**REQUIREMENT**: Write out, word for word, the part of the weevil-plant associations text starting with "I am a taxonomist, the" and going on through "in the following.".
EXTRACTED TEXT START
I am a taxonomist, the kind of biologists who are charged with discovering, documenting and describing life on earth. I specialize on insects, the most diverse and successful form of life. My ContentMine Fellowship project will focus on mining weevil-plant associations from literature records. I will describe my project in the following.
Motivation. Comprising ~70,000 described and 220,000 estimated species, weevils (Curculionoidea) are one of the most diverse plant-feeding insect lineages and constitute nearly 5% of all known animals. Knowledge of host plant associations is critical for pest management, conservation, and comparative biological research. This knowledge is, however, scattered in 300 years of historical literature and difficult to access. This study will use ContentMine to extract, organize and synthesize knowledge of host plant associations of weevils from the literature. I have been doing literature mining manually and generated nearly 700 entries.
Goals and significance. I hope to use reproducible computational methods to extract information about weevil-plant associations from literature with documented precision and recall. The search for weevil-plant associations is a form of the more general computational problem of searching for entity co-occurrence and this project will have broader implications.
EXTRACTED TEXT END
RECORDED DATA START
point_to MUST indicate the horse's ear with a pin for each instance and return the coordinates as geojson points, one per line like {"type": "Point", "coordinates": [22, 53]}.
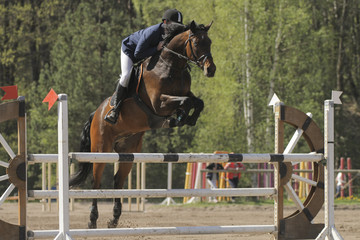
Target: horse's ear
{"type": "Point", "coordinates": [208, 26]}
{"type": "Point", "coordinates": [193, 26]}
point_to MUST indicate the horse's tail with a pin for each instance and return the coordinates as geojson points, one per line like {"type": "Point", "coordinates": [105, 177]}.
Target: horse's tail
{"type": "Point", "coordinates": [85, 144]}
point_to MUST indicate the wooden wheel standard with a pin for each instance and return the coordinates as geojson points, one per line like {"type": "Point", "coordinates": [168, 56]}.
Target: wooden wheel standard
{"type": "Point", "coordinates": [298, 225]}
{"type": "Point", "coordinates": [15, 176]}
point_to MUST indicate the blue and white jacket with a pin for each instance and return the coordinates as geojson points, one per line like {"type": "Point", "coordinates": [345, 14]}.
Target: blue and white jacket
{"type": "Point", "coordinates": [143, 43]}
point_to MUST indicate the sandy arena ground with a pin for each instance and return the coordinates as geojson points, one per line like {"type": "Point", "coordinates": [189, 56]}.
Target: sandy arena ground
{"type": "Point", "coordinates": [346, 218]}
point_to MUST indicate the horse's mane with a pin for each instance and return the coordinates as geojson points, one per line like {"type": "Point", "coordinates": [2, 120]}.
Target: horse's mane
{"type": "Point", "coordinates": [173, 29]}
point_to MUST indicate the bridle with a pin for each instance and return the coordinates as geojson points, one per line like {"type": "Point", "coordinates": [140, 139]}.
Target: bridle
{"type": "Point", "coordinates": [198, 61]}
RECORDED DATA END
RECORDED DATA START
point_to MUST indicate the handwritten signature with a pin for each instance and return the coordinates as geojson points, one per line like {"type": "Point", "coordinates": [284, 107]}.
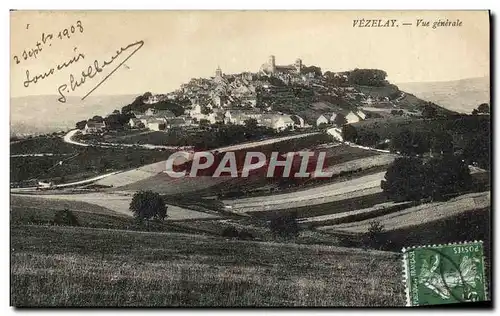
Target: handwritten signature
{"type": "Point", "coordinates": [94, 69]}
RECORDED DATA END
RECORDED DATA START
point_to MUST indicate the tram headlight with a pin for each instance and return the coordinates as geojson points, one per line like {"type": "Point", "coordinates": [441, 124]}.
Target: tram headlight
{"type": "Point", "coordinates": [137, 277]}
RECORDED DATA END
**TASK RESPONSE**:
I am a taxonomist, the kind of biologists who are charged with discovering, documenting and describing life on earth. I specialize on insects, the most diverse and successful form of life. My ContentMine Fellowship project will focus on mining weevil-plant associations from literature records. I will describe my project in the following.